STUDY TEXT:
========================
Sunday, January 1, 2012

"The Cider Man"

Walter K. Dietz had come to the village of Deep River from Illinois sometime between 1870 and 1880, when the census found him, at the age of 27, living in the household of George and Mary Wood and working at the village cheese factory. Twenty years later he was still there, by then living alone, describing himself as an engineer. He owned a building large enough to accommodate dances, known as "Dietz hall" and mentioned occasionally in the social columns; e.g., in February 1903, Walter announced his "annual Washington birthday dance," a masquerade ball to take place in Dietz hall on the 20th. In August of that year he announced another dance — these are the ones I took note of; there may have been others that I don't remember.

In October 1905 Walter fell seriously ill with "paralysis of the abdomen and lower limbs," according to the Gazette, which added (with the bluntness common at the time), "His recovery is quite doubtful." He was moved from his home to St. Margaret's Hospital in Hammond, and after several weeks' treatment there, he had improved enough to go stay with one of his brothers at Chadwick, Illinois.
========================
MATERIAL SHOWN:
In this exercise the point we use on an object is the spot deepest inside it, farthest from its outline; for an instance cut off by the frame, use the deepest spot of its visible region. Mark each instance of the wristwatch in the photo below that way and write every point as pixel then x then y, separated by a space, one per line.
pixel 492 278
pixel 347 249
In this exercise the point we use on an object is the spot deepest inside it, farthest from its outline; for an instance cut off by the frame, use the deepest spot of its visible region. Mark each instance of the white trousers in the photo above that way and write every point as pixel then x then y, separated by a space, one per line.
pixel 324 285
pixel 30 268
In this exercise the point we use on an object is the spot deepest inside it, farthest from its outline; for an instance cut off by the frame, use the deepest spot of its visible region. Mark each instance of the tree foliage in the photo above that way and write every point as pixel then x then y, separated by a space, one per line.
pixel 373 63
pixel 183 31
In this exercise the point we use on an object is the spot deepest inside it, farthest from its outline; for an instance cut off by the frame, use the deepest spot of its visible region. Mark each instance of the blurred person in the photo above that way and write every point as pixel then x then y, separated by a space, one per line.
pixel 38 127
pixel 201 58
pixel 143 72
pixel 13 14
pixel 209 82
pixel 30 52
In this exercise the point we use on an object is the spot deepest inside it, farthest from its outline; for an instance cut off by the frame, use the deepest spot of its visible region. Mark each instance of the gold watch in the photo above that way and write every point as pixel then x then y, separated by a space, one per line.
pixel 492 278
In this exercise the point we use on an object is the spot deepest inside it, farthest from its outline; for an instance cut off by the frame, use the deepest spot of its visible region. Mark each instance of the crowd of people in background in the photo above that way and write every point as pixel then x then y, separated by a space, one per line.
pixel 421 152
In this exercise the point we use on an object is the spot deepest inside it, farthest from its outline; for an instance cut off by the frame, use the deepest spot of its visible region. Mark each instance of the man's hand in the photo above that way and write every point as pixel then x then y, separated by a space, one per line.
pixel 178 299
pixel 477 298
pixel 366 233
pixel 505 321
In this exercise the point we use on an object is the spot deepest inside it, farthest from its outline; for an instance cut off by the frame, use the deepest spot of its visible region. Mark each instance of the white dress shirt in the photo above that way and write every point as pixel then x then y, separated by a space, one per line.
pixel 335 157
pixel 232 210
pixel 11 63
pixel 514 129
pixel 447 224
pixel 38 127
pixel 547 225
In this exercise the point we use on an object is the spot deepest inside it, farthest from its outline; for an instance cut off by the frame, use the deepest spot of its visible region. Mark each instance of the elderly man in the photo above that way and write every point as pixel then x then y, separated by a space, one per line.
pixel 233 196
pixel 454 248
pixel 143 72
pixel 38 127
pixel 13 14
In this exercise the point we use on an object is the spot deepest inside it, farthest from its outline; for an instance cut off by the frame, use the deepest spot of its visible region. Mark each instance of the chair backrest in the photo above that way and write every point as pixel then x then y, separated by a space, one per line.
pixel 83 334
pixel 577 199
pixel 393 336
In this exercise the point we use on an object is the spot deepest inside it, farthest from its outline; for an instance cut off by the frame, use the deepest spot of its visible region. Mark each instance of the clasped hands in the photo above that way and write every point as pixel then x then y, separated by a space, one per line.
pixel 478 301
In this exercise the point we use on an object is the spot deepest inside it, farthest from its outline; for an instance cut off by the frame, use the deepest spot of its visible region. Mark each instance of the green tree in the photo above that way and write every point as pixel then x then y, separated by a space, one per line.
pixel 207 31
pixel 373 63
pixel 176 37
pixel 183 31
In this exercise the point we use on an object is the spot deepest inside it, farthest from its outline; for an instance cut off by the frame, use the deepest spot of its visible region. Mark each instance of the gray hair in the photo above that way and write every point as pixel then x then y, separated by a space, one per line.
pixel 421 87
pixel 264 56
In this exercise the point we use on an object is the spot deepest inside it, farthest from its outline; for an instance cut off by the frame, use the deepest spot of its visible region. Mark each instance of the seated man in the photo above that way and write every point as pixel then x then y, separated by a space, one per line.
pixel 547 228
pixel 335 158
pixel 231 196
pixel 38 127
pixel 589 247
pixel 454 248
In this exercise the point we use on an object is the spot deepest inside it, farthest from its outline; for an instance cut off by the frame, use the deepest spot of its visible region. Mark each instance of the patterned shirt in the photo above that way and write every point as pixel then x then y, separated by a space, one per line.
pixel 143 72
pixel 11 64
========================
In "The Cider Man," why was Walter able to leave St. Margaret's Hospital and go stay with one of his brothers at Chadwick, Illinois? Answer in one to three sentences. Nothing in the listing is needed here.

WRITTEN ANSWER: After several weeks of treatment at St. Margaret's Hospital in Hammond, Walter had improved enough to leave. He had been moved there in October 1905 after falling seriously ill with paralysis of the abdomen and lower limbs.